■ Your objective ■
Continue the news report below on the NATO defense ministers' response to Russia's military exercise, picking up after its final sentence; the items that follow it are not part of the report.

■ Excerpt to read ■
Russian President Vladimir Putin's announcement of a military exercise in Russia's vast western region - part of which borders Ukraine - was met with concern on Wednesday. Defense ministers gathered in Brussels for a NATO summit pledged their support to Ukraine, while also making clear they had their eyes on Russia's intentions in the region.

"We will certainly, obviously, want to take proper cognizance of any activities by Russian forces," British Defense Secretary Philip Hammond said in Brussels, where a meeting of NATO defense ministers was taking place.

Hammond added that the UK "would urge all parties to allow the Ukrainian people to settle their internal differences and then to determine their own future without external interference."

In a separate statement, NATO head Anders Fogh Rasmussen pledged support for Ukraine.

"We stand ready to continue assisting Ukraine in its democratic reforms," Rasmussen said in Brussels, adding that Ukraine's people must "determine what should be the future of their country."

Meanwhile, German Defense Minister Ursula von der Leyen urged Western and Russian leaders to maintain peaceful ties and work together to help Kyiv.

"One thing is very clear: it is not only in the interest of Germany, but of NATO and Russia, too, that Ukraine finds its way back to stability," von der Leyen said. "The country must not fall apart. Russia needs to be involved, there won't be a solution without Russia."

■ Dataset records ■
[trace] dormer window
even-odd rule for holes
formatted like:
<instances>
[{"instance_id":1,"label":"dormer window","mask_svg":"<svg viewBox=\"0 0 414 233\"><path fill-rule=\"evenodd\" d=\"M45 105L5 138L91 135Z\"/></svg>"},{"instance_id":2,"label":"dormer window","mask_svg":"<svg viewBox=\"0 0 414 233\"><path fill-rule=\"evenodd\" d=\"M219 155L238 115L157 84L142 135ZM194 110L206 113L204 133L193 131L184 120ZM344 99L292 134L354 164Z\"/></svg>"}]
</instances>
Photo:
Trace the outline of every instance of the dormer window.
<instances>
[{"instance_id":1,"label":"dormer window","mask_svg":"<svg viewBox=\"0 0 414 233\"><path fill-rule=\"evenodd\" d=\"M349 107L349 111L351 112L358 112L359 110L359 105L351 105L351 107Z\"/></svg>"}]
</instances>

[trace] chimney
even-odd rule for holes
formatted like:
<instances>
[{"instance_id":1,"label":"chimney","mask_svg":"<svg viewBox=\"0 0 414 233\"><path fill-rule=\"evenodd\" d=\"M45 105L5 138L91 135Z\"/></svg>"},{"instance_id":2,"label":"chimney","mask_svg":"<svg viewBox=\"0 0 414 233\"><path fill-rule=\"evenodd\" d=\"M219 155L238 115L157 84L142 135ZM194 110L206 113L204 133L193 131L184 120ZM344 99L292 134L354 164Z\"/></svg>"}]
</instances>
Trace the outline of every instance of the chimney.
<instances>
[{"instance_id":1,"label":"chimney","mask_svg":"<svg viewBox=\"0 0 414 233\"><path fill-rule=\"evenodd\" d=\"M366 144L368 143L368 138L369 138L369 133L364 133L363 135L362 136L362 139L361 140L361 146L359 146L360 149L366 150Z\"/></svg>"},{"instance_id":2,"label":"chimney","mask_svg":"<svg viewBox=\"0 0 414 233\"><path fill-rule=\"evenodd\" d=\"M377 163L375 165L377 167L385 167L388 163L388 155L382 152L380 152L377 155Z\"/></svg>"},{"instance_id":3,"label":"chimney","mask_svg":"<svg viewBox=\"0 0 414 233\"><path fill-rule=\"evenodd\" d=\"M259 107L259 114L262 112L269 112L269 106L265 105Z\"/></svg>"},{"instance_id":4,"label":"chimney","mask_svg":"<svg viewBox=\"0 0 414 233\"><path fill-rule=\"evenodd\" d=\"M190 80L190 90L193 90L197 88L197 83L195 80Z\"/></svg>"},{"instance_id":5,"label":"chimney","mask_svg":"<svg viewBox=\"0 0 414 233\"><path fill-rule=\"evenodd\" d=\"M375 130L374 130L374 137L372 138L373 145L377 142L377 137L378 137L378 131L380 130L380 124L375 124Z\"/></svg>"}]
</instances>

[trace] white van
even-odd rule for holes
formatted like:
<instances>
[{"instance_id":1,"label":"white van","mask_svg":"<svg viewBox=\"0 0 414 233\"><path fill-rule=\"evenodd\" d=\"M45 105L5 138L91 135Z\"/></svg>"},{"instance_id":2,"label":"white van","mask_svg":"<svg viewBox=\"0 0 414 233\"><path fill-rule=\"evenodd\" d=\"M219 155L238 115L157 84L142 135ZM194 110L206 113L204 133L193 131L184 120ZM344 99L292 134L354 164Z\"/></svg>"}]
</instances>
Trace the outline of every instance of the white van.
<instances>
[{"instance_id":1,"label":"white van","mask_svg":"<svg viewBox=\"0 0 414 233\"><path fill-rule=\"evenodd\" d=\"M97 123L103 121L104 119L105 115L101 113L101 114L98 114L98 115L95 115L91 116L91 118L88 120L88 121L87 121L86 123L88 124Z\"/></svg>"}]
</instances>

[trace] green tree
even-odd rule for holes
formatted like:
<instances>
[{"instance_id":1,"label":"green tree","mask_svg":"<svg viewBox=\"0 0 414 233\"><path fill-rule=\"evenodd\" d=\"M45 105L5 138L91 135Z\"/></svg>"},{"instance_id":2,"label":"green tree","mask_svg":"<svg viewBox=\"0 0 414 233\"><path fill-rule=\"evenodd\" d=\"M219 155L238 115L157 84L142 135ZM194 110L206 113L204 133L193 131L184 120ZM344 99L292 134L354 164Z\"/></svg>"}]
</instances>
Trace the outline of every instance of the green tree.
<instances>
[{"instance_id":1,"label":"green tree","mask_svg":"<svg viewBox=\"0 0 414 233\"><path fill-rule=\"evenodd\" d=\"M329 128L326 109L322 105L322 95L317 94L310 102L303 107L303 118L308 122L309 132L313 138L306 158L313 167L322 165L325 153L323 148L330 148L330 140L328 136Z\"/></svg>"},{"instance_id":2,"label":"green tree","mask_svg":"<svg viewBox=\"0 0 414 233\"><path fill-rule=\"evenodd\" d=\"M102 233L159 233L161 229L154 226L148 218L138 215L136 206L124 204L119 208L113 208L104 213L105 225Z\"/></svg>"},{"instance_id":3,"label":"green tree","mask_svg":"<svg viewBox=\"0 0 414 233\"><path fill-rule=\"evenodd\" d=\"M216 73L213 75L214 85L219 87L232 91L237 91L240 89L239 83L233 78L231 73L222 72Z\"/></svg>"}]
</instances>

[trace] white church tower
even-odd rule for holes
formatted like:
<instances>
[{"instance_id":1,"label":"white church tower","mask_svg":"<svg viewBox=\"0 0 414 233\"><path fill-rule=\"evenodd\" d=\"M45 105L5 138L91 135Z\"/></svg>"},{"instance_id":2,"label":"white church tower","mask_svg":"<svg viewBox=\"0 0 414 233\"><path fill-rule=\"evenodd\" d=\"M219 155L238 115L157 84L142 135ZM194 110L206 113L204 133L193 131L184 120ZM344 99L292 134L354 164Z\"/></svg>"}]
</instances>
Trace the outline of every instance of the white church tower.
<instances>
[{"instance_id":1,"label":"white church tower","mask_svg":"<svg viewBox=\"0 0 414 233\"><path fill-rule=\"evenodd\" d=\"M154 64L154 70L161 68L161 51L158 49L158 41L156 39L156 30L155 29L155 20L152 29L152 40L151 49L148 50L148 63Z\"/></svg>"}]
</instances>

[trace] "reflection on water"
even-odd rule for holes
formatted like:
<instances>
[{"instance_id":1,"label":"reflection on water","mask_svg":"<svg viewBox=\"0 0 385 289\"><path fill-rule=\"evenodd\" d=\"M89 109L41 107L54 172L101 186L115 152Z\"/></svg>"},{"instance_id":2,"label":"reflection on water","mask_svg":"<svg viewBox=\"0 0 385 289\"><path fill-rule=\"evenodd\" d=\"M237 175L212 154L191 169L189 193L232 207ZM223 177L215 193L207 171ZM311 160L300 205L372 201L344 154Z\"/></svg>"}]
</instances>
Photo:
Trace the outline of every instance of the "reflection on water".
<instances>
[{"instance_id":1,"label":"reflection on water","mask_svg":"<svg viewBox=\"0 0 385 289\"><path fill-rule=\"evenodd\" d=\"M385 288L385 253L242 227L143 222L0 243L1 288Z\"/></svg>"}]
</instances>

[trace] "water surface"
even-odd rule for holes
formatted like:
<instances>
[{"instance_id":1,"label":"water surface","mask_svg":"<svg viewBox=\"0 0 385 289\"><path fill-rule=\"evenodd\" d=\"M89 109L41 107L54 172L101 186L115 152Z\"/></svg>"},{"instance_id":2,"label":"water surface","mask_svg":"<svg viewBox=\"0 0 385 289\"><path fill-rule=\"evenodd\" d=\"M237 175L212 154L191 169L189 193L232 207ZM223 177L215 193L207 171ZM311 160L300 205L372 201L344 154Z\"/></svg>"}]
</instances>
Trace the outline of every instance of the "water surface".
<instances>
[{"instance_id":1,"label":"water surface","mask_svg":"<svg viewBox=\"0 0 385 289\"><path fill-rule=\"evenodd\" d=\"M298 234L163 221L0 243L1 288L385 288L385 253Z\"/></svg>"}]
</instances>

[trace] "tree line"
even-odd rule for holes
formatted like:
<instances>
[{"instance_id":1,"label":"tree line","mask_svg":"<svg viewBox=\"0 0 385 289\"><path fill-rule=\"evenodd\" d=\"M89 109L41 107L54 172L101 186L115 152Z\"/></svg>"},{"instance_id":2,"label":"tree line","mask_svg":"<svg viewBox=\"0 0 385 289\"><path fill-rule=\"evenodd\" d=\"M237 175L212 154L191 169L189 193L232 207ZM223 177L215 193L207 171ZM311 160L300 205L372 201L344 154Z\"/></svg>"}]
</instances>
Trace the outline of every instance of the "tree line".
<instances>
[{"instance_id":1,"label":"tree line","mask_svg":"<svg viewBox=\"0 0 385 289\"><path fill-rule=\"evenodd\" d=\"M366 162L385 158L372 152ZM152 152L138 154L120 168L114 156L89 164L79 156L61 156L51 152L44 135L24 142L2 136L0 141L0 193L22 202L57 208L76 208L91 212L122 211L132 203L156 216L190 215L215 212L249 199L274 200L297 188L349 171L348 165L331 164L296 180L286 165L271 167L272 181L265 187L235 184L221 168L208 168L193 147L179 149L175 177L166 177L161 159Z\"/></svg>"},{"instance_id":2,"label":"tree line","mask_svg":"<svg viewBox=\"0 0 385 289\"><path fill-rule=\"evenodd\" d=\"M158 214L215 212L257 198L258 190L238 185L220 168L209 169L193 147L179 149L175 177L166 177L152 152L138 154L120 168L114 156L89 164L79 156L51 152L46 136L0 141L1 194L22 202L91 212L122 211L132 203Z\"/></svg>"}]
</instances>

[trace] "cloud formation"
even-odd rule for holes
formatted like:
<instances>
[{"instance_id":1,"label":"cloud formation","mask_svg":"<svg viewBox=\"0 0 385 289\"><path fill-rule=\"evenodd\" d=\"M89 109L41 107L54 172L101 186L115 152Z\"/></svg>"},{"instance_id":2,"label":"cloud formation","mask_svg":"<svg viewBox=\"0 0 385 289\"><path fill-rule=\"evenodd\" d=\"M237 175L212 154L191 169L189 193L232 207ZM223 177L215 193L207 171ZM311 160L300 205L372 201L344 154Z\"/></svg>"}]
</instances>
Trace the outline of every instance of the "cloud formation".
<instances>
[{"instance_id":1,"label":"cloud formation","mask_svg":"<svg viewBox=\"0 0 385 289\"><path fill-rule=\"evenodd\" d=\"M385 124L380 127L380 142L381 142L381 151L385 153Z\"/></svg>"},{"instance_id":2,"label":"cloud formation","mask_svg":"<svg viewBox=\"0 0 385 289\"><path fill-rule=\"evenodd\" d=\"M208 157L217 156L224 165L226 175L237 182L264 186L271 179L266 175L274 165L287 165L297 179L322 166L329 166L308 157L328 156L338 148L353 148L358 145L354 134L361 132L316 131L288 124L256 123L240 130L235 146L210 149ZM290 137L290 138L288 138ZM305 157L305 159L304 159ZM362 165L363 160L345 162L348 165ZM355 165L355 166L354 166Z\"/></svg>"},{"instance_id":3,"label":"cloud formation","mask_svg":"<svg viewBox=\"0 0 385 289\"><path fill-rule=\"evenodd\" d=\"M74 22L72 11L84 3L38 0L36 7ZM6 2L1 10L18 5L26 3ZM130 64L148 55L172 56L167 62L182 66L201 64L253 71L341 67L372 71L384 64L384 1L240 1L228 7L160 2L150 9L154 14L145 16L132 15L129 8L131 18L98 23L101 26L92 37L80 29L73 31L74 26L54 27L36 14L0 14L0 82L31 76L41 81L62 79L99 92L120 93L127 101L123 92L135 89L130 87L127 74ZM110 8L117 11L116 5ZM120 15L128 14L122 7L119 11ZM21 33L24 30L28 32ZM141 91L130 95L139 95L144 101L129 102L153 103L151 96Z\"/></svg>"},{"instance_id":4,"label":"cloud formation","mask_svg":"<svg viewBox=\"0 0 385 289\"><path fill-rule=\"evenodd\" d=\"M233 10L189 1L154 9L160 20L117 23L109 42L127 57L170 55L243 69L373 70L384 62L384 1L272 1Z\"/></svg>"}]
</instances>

■ Reply to the exercise ■
Following the ouster of Ukrainian President Viktor Yanukovych on Saturday, both Western and Russian leaders had agreed that Kyiv needed outside support to regain its footing, but that no party should try to meddle in its affairs. However, in the days since the dramatic shift in leadership, tensions have mounted in Ukraine's eastern Crimean region, where a large pro-Russian population lives. Russia, for its part, has criticized the protest movement and its new, pro-West leaders as being right-wing and nationalistic.

Earlier on Wednesday, Russian Foreign Minister Sergei Lavrov urged the organization for Security and Cooperation in Europe (OSCE), the continent's watchdog, to condemn the rise of "nationalist and neo-fascist" sentiment that has emerged in Ukraine.

Lavrov cited, in particular, the attempts of Ukraine's new leadership to ban the Russian language in the country, restore Ukrainian as the obligatory language in official documents and turn the "Russian-speaking population into 'non-citizens.'"

Turmoil in Crimea

Counter demonstrations in the southern Ukrainian peninsula of Crimea became violent on Wednesday, where the leadership has refused to recognize the new leadership in Kyiv.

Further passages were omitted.